## Short problem
Please report how many lines below contain the string "blurred", giving only the number.

[Labeled region records]
########
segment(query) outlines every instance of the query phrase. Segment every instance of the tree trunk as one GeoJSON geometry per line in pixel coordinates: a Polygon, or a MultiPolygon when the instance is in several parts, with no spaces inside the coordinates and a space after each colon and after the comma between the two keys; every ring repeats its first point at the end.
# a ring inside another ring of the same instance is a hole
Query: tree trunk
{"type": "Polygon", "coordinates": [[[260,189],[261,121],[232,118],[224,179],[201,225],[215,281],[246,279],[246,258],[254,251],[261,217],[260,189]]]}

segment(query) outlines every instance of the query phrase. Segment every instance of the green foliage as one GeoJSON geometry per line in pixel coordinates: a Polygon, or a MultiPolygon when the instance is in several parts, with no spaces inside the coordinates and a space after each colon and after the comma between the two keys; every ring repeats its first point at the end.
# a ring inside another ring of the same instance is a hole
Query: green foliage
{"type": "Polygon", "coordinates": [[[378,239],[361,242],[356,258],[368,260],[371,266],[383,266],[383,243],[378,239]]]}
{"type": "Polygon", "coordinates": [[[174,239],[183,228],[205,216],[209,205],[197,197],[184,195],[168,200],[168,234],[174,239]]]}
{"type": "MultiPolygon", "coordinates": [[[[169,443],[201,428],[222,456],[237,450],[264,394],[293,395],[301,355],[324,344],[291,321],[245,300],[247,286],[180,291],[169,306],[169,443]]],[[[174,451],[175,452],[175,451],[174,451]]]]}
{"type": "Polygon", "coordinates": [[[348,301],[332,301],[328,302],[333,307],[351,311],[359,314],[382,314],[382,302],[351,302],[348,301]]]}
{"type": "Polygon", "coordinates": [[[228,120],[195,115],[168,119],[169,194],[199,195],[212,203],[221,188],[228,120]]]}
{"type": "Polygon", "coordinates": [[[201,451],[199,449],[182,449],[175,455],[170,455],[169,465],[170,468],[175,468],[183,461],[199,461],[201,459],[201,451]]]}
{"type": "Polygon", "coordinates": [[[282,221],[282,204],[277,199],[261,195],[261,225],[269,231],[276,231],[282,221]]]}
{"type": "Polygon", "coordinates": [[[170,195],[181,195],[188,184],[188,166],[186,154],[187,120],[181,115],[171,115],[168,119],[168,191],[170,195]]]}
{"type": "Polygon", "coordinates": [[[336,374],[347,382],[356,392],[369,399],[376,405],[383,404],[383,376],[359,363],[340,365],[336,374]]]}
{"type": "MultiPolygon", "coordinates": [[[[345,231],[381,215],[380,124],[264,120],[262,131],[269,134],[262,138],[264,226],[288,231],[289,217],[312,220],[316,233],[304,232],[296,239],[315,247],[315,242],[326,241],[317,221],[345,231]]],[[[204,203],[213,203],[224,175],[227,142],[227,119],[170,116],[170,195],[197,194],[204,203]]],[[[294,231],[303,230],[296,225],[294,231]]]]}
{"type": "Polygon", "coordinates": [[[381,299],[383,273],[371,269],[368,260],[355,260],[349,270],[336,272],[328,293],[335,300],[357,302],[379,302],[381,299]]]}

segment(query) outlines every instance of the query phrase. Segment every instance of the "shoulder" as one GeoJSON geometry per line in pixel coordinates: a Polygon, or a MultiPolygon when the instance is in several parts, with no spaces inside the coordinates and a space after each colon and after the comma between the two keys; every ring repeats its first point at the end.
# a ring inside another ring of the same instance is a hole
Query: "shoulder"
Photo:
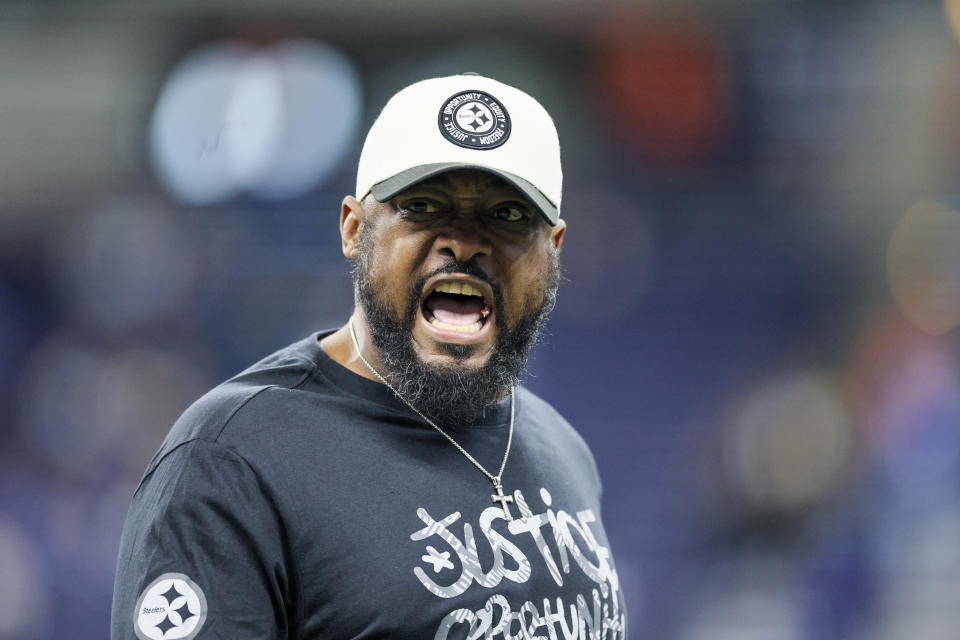
{"type": "Polygon", "coordinates": [[[525,428],[533,433],[531,437],[540,440],[539,446],[553,449],[565,459],[578,462],[591,474],[596,471],[596,463],[590,447],[583,436],[549,402],[526,387],[517,390],[517,402],[525,428]]]}
{"type": "Polygon", "coordinates": [[[252,407],[269,405],[278,392],[296,391],[314,377],[316,362],[305,348],[305,343],[313,339],[311,336],[280,349],[190,405],[170,429],[144,476],[152,473],[173,451],[189,443],[229,447],[230,438],[237,432],[236,425],[244,422],[252,407]]]}

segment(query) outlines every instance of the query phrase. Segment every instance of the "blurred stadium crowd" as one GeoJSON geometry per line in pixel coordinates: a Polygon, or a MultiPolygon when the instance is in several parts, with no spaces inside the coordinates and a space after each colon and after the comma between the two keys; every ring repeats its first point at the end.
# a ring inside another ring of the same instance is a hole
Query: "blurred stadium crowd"
{"type": "Polygon", "coordinates": [[[106,637],[150,456],[344,322],[359,138],[461,71],[558,121],[527,382],[593,447],[631,637],[956,638],[960,2],[702,4],[3,5],[0,639],[106,637]]]}

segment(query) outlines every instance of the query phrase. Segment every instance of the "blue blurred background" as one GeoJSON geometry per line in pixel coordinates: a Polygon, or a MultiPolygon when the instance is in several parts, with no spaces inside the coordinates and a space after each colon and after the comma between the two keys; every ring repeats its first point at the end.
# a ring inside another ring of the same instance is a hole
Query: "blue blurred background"
{"type": "Polygon", "coordinates": [[[631,638],[960,634],[960,1],[0,5],[0,638],[105,638],[177,415],[352,306],[359,145],[476,71],[558,123],[528,384],[631,638]]]}

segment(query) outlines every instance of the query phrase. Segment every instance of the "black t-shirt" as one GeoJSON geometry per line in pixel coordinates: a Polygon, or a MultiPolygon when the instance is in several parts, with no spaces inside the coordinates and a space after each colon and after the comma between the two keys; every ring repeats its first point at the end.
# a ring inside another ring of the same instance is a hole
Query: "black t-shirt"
########
## Finished task
4